Supplied passage >>
------------------------------------------------------------------------

Anton and Boson had their first-ever cherry lime-aids from Sonics, and were pleased with them. I had my first-ever “Ocean Water” drink from the same, and was pretty much disgusted. I thought it was normal bottled water or something; instead, it came out looking like the brilliant blue found in an above-ground swimming pool or something.
We are all immensely excited to be down at the shore tomorrow!
DAY THREE/FINAL REMARKS: 9 June, 2010
In summary: the trip went excellently! The main focus for the future trip should be on how to make it even better (but of course!).
PACKING AND PREPARATION:
- packed lightly, as we split repair gear amongst the four of us.
- four flats total, split between 3 of the four riders. This is normal; remember to double-check tires for foreign objects once stopped.
- each rider needs at least one spare innertube (fitting their bike tires) and their own patch kit. I forgot one for my bike ( ! ) and ended up taking one from Sam that wasn’t the proper size.
- major tune-up actions (brakes, truing, lubing, etc.) happen during overnights, unless the repair is essential to keep the bike moving (a broken chain, for example).
- keep food diverse between riders; offer to share.
- me personally: I had a lot of room to spare in my two panniers. I decided to pack extras (camera, board games, fresh fruit).
- make sure at least one rider carries a decent air pump.
- worked great! No complaints, no navigational hazards.
- for next time, I’m considering a two-day trip, 85 miles/day.

------------------------------------------------------------------------

Descriptions of regions in natural language:

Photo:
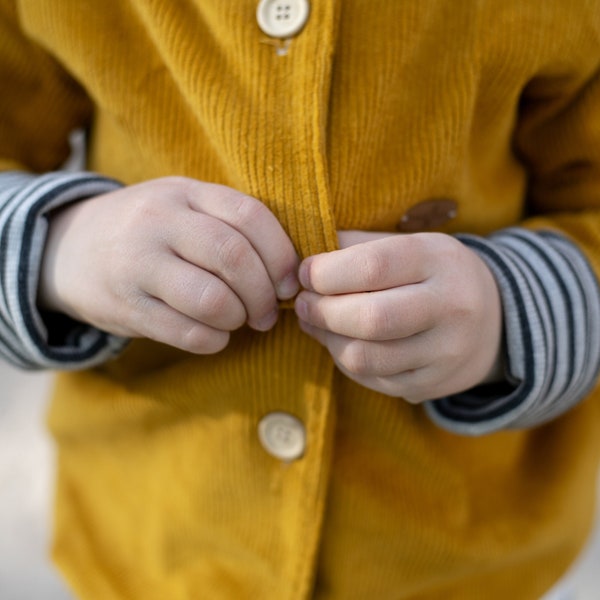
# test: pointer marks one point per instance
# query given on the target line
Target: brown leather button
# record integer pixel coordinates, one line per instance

------------------------------------------------------------------------

Required work >>
(A) Answer these questions from the trip account:
(i) What drink did the writer try for the first time at Sonics?
(ii) How many flats happened in total?
(iii) What trip length is the writer considering for next time?
(B) Reproduce the trip account starting with "DAY THREE/FINAL REMARKS: 9" and going on through "offer to share.".
These records were taken from a separate source.

Activity answers >>
(A)
(i) An "Ocean Water" drink.
(ii) Four.
(iii) A two-day trip of 85 miles per day.

(B)
DAY THREE/FINAL REMARKS: 9 June, 2010
In summary: the trip went excellently! The main focus for the future trip should be on how to make it even better (but of course!).
PACKING AND PREPARATION:
- packed lightly, as we split repair gear amongst the four of us.
- four flats total, split between 3 of the four riders. This is normal; remember to double-check tires for foreign objects once stopped.
- each rider needs at least one spare innertube (fitting their bike tires) and their own patch kit. I forgot one for my bike ( ! ) and ended up taking one from Sam that wasn’t the proper size.
- major tune-up actions (brakes, truing, lubing, etc.) happen during overnights, unless the repair is essential to keep the bike moving (a broken chain, for example).
- keep food diverse between riders; offer to share.